[Dataset entries]
---------------
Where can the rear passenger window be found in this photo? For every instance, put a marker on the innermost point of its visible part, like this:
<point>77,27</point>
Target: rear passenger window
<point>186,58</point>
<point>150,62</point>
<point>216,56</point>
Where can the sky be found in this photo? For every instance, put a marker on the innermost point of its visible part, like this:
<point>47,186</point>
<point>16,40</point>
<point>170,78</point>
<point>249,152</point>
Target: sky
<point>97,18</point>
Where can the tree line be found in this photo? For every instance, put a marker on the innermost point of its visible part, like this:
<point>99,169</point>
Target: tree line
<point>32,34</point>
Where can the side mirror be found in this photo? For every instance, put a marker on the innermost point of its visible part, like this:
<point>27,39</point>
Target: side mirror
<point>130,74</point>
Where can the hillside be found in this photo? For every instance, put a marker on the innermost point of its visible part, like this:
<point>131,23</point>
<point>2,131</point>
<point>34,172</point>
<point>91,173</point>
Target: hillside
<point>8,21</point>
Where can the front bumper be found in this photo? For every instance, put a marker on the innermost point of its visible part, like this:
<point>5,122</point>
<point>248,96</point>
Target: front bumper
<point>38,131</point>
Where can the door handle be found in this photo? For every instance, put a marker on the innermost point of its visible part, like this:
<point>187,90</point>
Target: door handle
---------------
**TASK DESCRIPTION**
Transcribe every record exactly, keeping each line as it is.

**EXERCISE RESPONSE**
Where can the rear passenger window be found in this photo? For every instance, put a marker on the innermost point of its visible part, like this:
<point>77,27</point>
Target: rear passenger window
<point>186,58</point>
<point>150,62</point>
<point>216,56</point>
Where can the sky be found in this photo? For every instance, put a marker on the innermost point of its visible part, like this:
<point>47,186</point>
<point>16,40</point>
<point>170,78</point>
<point>249,152</point>
Target: sky
<point>97,18</point>
Where can the tree line be found in this photo? For every instance, put a marker on the innermost point of its visible part, like this:
<point>99,169</point>
Target: tree line
<point>32,34</point>
Where can the side mirror be found in this photo? For every instance, put a marker on the innermost point of its visible part, like this:
<point>27,39</point>
Target: side mirror
<point>130,74</point>
Where can the hillside be found in this photo? For every instance, put a marker on the innermost point of its visible part, like this:
<point>131,23</point>
<point>2,131</point>
<point>34,172</point>
<point>91,173</point>
Target: hillside
<point>8,21</point>
Where can the front bumper be found in this photo? For every instance, put a marker on the innermost point of its visible part, like this:
<point>5,122</point>
<point>248,96</point>
Target: front bumper
<point>38,131</point>
Where can the door handle be found in this photo? For every instance, put a marker on the innermost point of its visible part, like this:
<point>187,90</point>
Target: door handle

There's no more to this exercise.